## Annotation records
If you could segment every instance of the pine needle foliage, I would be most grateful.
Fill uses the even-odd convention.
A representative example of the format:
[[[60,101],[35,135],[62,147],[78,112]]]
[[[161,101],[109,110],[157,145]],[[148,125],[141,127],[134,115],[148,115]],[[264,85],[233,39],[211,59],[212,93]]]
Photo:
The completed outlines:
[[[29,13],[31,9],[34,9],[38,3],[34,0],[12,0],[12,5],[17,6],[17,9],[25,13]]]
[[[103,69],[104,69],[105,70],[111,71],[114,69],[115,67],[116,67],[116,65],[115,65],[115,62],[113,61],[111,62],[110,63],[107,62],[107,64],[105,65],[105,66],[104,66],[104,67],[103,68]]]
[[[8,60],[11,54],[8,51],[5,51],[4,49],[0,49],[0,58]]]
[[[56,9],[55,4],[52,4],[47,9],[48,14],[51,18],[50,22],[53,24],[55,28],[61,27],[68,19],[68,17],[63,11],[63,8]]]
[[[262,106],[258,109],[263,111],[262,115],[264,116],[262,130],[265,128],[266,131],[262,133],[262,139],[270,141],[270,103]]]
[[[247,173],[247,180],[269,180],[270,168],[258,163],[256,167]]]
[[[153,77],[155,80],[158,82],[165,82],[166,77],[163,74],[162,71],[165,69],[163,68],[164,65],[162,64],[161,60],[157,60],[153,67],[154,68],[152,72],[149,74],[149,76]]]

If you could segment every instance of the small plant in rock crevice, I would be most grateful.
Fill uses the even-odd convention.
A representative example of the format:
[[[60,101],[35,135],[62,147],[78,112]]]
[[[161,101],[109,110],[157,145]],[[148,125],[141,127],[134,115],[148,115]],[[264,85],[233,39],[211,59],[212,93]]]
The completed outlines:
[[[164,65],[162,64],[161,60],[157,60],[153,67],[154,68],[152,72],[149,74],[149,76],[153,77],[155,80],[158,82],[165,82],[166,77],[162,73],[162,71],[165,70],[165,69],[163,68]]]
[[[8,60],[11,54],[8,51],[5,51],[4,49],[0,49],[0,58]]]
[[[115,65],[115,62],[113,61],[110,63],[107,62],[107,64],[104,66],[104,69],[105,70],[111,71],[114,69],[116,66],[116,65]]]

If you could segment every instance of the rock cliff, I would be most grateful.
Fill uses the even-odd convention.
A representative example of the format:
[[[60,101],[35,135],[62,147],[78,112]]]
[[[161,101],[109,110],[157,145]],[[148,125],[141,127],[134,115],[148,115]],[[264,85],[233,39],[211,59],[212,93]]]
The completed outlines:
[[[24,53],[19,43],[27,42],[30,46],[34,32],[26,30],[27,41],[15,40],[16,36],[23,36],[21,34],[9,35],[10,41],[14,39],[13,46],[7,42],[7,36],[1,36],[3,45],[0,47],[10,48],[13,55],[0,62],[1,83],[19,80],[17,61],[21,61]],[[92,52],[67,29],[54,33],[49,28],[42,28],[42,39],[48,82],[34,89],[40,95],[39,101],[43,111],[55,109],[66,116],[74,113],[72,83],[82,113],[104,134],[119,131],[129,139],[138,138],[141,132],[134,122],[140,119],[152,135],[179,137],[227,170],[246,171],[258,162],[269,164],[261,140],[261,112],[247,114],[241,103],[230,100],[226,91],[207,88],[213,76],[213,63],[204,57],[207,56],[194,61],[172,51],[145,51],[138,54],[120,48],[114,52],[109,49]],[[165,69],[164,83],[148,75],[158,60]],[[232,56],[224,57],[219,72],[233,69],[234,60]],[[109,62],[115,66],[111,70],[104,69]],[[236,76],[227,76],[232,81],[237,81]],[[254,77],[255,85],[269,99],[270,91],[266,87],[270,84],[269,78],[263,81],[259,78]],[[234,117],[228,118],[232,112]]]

## TASK
How many lines in the items above contain the string "rock", counting case? Give only the number.

## EXPECTED ANSWER
2